**SOURCE EXTRACT**
----------------------------------------
London, Creative Destruction, and the USA


I watched videos of the recent rioting in London the other day, and two words sprang to mind: Joseph Schumpeter. And I wondered who, in North America, will throw the first brick. These thoughts filled me with dread, exhilaration and hope.

Schumpeter was an Austrian economist active in the first part of the twentieth century, when intellectuals argued about such things a superstructures, ideology and whether communism would overtake capitalism. Those were the days when everyone but Samuel Becket, Albert Camus and a few other nicotine-stained souls believed in human progress and destiny. A better world was just around the corner. All intellectuals argued about was how to bring it about.



We know better now. Today despair is fashionable. Some are honest about it, and retreat to the privacy of silent accommodation with fate. Others pretend to have answers and prattle, both left and right, about what’s wrong with the other guy. Almost no one pretends to have the answers, and those who do are quickly exposed for having ordinary human failings. We debate endlessly the sex lives of celebrities and politicians as though it mattered a whit who does what to whom in the dead of a rich man’s night. We live in an era of cheap and easy cynicism.



Schumpeter’s classic, Socialism, Capitalism and Democracy, introduced me and thousands of other readers to the term "creative destruction." It was the power of entrepreneurs to unleash new products, new markets and new things on the world. Economic change meant destroying the old in favor of the new. Destruction, far from being a bad thing, was the cost of change. Change was inevitable.
----------------------------------------
**GOAL 1**
Extract the essay on creative destruction in full, reproducing every word and line as it appears.
The essay on creative destruction has no connection to the records that follow it.

**DATA ROWS**
----------------------------------------
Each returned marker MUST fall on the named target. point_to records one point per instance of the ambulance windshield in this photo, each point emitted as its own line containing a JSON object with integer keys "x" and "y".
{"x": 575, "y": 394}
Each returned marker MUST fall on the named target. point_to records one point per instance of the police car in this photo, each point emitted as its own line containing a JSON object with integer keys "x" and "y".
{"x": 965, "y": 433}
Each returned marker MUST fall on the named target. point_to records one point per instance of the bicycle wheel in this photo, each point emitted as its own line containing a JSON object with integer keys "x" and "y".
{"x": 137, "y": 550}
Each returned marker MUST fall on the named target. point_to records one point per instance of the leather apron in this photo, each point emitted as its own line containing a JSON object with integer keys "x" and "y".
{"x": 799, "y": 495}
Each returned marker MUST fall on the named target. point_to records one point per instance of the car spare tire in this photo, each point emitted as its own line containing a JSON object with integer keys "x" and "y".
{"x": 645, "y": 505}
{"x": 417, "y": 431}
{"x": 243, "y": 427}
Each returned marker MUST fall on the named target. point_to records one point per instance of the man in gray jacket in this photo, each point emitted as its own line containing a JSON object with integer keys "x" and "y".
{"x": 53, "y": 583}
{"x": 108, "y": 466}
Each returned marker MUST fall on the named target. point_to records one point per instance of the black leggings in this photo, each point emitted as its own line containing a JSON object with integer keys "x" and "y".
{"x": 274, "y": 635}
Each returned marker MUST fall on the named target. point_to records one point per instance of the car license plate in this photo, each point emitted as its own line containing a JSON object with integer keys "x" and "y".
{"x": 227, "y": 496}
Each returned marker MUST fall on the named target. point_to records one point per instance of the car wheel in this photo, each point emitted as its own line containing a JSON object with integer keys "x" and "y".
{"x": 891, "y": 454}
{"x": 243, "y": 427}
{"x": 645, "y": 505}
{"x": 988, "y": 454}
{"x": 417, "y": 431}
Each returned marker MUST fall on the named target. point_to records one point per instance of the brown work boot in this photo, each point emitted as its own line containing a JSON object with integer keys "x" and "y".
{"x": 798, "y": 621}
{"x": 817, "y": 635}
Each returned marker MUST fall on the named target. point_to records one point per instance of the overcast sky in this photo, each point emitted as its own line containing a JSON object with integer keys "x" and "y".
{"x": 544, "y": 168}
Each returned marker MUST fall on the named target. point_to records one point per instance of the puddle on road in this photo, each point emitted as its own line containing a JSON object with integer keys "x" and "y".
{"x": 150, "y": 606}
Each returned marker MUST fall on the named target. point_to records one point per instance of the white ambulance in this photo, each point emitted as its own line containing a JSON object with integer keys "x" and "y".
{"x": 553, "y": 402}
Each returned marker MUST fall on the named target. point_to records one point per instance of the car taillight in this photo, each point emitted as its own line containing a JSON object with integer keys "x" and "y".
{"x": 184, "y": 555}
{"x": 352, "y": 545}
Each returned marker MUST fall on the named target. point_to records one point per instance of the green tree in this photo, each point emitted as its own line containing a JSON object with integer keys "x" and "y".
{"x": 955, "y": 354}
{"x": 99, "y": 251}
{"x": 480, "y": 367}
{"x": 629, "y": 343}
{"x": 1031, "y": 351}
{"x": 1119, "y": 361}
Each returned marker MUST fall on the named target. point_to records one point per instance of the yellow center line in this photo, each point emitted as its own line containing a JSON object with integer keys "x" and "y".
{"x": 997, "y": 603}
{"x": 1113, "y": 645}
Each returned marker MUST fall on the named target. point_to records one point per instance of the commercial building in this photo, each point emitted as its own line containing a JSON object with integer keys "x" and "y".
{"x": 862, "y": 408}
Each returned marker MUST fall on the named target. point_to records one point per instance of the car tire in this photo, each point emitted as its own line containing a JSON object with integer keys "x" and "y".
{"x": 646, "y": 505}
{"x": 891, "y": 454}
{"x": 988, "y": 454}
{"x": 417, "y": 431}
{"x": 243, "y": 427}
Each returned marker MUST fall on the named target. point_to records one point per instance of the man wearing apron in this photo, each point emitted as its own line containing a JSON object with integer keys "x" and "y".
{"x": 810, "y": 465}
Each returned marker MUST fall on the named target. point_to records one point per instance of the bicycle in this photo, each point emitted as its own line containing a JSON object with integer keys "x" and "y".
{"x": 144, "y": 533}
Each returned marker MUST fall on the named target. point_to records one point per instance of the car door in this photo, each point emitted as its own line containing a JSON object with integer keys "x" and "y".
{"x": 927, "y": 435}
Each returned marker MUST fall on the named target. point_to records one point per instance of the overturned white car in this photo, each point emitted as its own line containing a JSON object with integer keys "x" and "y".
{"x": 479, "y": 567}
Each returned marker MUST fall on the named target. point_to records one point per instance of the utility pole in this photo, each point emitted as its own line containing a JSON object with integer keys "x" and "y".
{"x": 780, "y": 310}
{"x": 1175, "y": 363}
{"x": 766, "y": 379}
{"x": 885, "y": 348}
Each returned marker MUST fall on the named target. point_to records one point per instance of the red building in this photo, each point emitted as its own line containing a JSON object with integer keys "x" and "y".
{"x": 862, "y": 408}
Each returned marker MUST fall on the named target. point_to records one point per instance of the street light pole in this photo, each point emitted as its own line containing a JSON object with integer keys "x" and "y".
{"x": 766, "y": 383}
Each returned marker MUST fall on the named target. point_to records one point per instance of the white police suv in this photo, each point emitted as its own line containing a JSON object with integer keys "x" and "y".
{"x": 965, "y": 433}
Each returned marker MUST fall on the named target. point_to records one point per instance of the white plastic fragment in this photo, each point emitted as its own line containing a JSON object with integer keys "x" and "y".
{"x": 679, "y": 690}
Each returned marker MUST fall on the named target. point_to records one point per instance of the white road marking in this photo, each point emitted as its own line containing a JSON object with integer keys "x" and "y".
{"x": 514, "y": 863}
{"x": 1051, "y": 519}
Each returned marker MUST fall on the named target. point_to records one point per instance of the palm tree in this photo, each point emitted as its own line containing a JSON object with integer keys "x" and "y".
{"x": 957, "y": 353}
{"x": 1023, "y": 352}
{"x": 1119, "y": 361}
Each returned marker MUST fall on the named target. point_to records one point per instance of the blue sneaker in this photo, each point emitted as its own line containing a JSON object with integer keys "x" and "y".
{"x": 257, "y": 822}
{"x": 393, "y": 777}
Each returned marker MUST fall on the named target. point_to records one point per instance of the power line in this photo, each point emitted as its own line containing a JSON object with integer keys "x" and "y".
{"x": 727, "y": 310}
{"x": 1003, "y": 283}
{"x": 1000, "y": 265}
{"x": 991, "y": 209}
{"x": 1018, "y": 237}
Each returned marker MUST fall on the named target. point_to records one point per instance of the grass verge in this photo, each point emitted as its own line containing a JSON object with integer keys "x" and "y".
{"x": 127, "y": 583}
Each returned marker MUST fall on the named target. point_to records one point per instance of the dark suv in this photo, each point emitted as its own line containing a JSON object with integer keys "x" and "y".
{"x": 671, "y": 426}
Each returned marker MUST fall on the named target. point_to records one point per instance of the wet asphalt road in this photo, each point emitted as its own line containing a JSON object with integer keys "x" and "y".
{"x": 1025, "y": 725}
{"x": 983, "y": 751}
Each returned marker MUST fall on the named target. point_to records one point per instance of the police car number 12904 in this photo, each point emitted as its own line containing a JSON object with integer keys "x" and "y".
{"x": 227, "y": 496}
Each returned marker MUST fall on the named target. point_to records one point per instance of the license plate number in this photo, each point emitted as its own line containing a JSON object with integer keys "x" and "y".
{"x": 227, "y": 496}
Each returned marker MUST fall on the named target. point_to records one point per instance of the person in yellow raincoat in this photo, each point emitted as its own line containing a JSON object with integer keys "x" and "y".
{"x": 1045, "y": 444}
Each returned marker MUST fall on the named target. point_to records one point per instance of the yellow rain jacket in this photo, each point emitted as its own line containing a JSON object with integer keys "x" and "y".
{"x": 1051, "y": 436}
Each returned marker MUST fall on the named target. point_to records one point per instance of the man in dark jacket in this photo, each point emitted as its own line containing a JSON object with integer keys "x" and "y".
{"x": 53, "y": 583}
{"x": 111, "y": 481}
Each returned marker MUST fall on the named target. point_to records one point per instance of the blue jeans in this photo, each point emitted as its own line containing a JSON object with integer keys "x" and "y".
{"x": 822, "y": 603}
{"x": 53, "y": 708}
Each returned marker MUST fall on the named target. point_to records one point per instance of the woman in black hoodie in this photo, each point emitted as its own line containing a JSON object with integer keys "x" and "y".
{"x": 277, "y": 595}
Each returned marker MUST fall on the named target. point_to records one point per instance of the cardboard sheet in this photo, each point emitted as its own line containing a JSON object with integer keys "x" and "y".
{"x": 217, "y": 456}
----------------------------------------
**GOAL 2**
Pick out every line of the records that contains the string "street", and treat uppercase and lowercase as different.

**FULL ANSWER 1**
London, Creative Destruction, and the USA


I watched videos of the recent rioting in London the other day, and two words sprang to mind: Joseph Schumpeter. And I wondered who, in North America, will throw the first brick. These thoughts filled me with dread, exhilaration and hope.

Schumpeter was an Austrian economist active in the first part of the twentieth century, when intellectuals argued about such things a superstructures, ideology and whether communism would overtake capitalism. Those were the days when everyone but Samuel Becket, Albert Camus and a few other nicotine-stained souls believed in human progress and destiny. A better world was just around the corner. All intellectuals argued about was how to bring it about.



We know better now. Today despair is fashionable. Some are honest about it, and retreat to the privacy of silent accommodation with fate. Others pretend to have answers and prattle, both left and right, about what’s wrong with the other guy. Almost no one pretends to have the answers, and those who do are quickly exposed for having ordinary human failings. We debate endlessly the sex lives of celebrities and politicians as though it mattered a whit who does what to whom in the dead of a rich man’s night. We live in an era of cheap and easy cynicism.



Schumpeter’s classic, Socialism, Capitalism and Democracy, introduced me and thousands of other readers to the term "creative destruction." It was the power of entrepreneurs to unleash new products, new markets and new things on the world. Economic change meant destroying the old in favor of the new. Destruction, far from being a bad thing, was the cost of change. Change was inevitable.

**FULL ANSWER 2**
Each returned marker MUST fall on the named target. point_to records one point per instance of the street light pole in this photo, each point emitted as its own line containing a JSON object with integer keys "x" and "y".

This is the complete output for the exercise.